Data in this exercise:
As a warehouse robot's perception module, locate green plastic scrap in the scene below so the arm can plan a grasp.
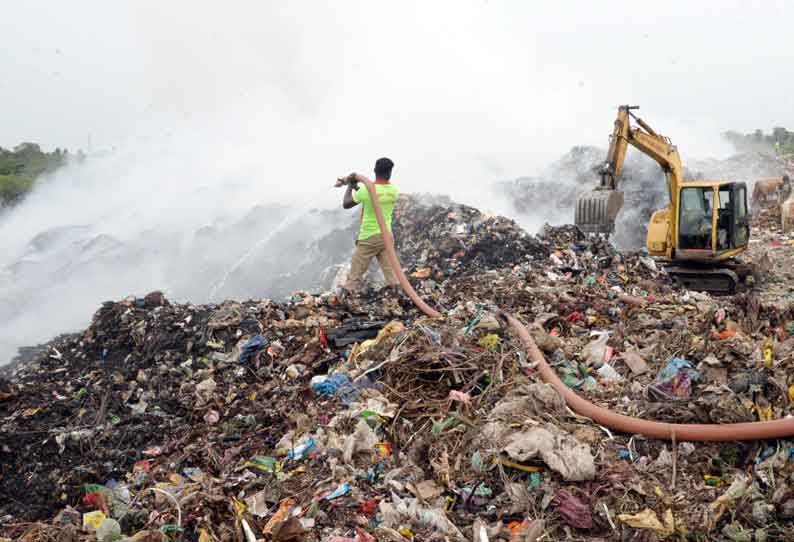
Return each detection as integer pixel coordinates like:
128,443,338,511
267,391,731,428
477,333,499,350
160,523,185,536
471,450,485,472
83,484,110,495
463,304,482,336
243,455,281,473
430,418,461,437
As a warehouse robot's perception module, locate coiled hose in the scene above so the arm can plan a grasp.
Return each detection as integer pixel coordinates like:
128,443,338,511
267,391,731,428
364,181,794,442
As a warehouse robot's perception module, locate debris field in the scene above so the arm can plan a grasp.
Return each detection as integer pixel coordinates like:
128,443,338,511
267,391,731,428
0,193,794,542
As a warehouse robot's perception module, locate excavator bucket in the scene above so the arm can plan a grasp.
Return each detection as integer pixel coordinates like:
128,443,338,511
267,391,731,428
574,190,623,235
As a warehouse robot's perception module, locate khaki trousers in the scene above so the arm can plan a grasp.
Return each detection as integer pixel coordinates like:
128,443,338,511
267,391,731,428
345,234,397,290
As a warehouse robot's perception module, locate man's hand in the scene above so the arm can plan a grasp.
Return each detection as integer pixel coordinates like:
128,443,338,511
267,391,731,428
334,173,358,189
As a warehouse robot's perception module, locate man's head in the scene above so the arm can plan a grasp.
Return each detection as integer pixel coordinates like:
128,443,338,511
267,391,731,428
375,158,394,181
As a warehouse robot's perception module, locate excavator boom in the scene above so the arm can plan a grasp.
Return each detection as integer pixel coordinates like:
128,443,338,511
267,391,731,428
575,105,682,242
575,105,749,292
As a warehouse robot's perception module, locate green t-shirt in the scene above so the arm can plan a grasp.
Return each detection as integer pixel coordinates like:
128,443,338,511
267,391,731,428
353,183,400,241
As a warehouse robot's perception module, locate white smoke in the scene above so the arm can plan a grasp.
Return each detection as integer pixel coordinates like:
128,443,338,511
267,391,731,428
0,2,760,364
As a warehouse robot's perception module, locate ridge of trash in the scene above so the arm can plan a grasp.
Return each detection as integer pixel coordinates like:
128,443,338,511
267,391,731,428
0,197,794,542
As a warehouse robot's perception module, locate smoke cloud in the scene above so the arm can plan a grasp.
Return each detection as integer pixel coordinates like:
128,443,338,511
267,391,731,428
0,0,794,364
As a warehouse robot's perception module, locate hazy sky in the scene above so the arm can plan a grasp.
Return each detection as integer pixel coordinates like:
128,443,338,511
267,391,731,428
0,0,794,170
0,0,794,364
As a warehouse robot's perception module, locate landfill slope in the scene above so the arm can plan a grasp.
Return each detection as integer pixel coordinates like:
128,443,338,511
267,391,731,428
0,193,794,542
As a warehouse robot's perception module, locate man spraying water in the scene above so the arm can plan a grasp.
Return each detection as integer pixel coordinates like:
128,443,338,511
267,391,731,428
337,158,400,291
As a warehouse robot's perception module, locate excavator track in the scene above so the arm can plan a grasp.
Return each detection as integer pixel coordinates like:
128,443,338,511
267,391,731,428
664,262,752,295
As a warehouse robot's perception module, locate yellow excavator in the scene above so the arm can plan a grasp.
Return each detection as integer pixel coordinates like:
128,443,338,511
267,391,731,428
575,105,751,294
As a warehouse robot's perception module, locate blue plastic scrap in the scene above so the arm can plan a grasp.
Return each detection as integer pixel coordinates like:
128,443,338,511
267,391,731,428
239,335,270,363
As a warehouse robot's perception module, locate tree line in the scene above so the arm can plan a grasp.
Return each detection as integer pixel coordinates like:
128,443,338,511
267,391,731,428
722,126,794,154
0,142,84,207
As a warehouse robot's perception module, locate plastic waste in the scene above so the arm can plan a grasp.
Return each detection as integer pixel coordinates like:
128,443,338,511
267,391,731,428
596,363,623,382
618,508,675,536
287,438,317,460
312,373,350,396
649,358,700,399
83,510,105,533
96,518,121,542
239,334,270,363
504,424,596,481
582,331,609,367
323,484,350,501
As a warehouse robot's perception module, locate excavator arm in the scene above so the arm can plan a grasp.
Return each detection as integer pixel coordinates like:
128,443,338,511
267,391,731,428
575,105,683,253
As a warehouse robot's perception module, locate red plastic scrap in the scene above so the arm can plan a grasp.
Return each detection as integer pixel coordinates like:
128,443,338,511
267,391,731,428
553,489,593,529
565,311,584,324
358,498,380,518
83,491,110,516
320,327,331,348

Given instruction:
Copy out every item above with "perception module" replaced by "vision system" wherever it occurs, changing nothing else and leaving out the pictures.

Result:
As a warehouse robot's vision system, locate green plastic scrap in the scene below so the arm can plan a grasp.
Return each detection as integer pixel coordinates like:
128,443,338,511
267,391,731,428
477,333,499,350
160,523,185,536
471,450,485,472
83,484,110,495
463,304,482,336
243,455,281,473
430,418,461,437
As a warehouse robot's vision system, locate coiled hose in the scene above so the arm can plan a grasp.
Return each detection as integer pixel coordinates like:
128,443,338,511
267,391,731,428
364,181,794,442
As a warehouse robot's vision system, locate debris field in the scene above so the arm can plan a grasp.
Return each detection as integer pixel coordinates like:
128,443,338,511
267,391,731,428
0,193,794,542
As a warehouse robot's vision system, locate excavator bucket in the scene above so the arm can plan a grasp.
Return each detection as integer pixel coordinates like:
128,443,338,511
267,391,731,428
574,190,623,235
As a warehouse robot's vision system, locate khaki trousers in the scene above so the arm can plan a grasp.
Return each detection as integer pixel coordinates like:
128,443,338,511
267,391,731,428
345,234,397,290
As a warehouse robot's vision system, locate man's hand in the scene above so the arm can plan a grasp.
Return each detection as integer pixel coordinates like:
128,443,338,511
267,391,731,428
334,173,358,189
As a warehouse robot's vision system, locate man's head in the scene above so the arm can plan a grasp.
Return each detection as integer pixel coordinates like:
128,443,338,511
267,391,731,428
375,158,394,181
As a warehouse robot's vision system, locate excavator boom in the scene above so the arm can plan a grasp.
Return each detection as integer pixel coordinates like:
128,443,338,511
267,391,731,428
575,105,682,242
575,105,749,292
As a warehouse robot's vision system, locate green t-shirt in the scene above so the arm can plan a grasp.
Return each detection as integer pixel coordinates like:
128,443,338,511
267,391,731,428
353,183,400,241
As a warehouse robot's vision system, locate white smoke in the scene above so the arm can plan a grasp.
Return each detection as integer pixel coordinates like:
128,443,338,511
267,391,731,428
0,2,760,364
As a warehouse robot's vision system, locate ridge of trash in the scene above so the arm can plan a grasp.
Return each detection as integer pixel coordinates like:
128,443,338,511
267,391,731,428
0,197,794,542
As a warehouse robot's vision system, locate smoke cloud in the scene above so the arm can plan a grasp.
Return each detection as integer pixel coordinates like:
128,443,338,511
267,391,731,428
0,0,794,364
As a warehouse robot's vision system, locate hazy sky in the scene above so the arm can plan a grasp.
Return each detection as integer pixel coordinates like:
128,443,338,511
267,391,731,428
0,0,794,170
0,0,794,364
As a warehouse robot's vision system, locate landfill slope in the scene above so the arm can plan a grasp.
Return each detection as integer pixel coordinates like:
128,443,338,511
267,391,731,428
0,193,794,542
As a warehouse robot's vision system, locate man spraying water in the scene above so the arm can plan a grasp.
Return each detection as integer pixel coordinates like:
128,443,338,511
267,391,731,428
337,158,400,291
As a warehouse robot's vision system, locate excavator track in the scene above so the arm can plan a grasp.
Return each detection as integer pixel coordinates like:
128,443,338,511
267,391,731,428
664,262,752,295
As a warehouse robot's vision system, locate yellow excavator in the scene above so the arm can plan a grasp.
Return each detection as integer pixel coordinates like:
128,443,338,511
267,391,731,428
575,105,751,294
As a warehouse robot's vision system, locate blue plastic scrap in the scene above so the arm can plan a grasp.
Return each detection as integer pixel coordinates like:
128,443,338,511
267,391,731,428
239,335,270,363
As a warehouse robot's vision system, locate tree line in the scene above so the arm can plan a grasp.
Return each detection as integer pixel coordinates like:
128,443,338,511
267,391,731,428
722,126,794,154
0,142,84,207
As a warehouse robot's vision system, locate plastic waste in the scene above so the arm can plan a grasp.
Return each detection as integer pixel coordinates like:
128,443,338,511
267,391,731,428
596,363,623,382
618,508,675,536
287,438,317,460
312,373,350,396
649,358,700,399
83,510,105,533
96,518,121,542
239,334,270,363
504,424,596,481
582,331,609,367
323,484,350,501
As a warehouse robot's vision system, locate excavator arm in the scene above so the arm can plan a grasp.
Return each detection as integer pixel coordinates like:
128,443,338,511
267,391,731,428
575,105,683,253
As a warehouse robot's vision system, locate red plastic scrap in the scene above so the arm can plan a grasp.
Return each detection as integer pixel coordinates like:
128,443,338,511
267,391,731,428
553,489,593,529
565,311,584,324
358,498,380,518
83,491,110,516
320,327,331,348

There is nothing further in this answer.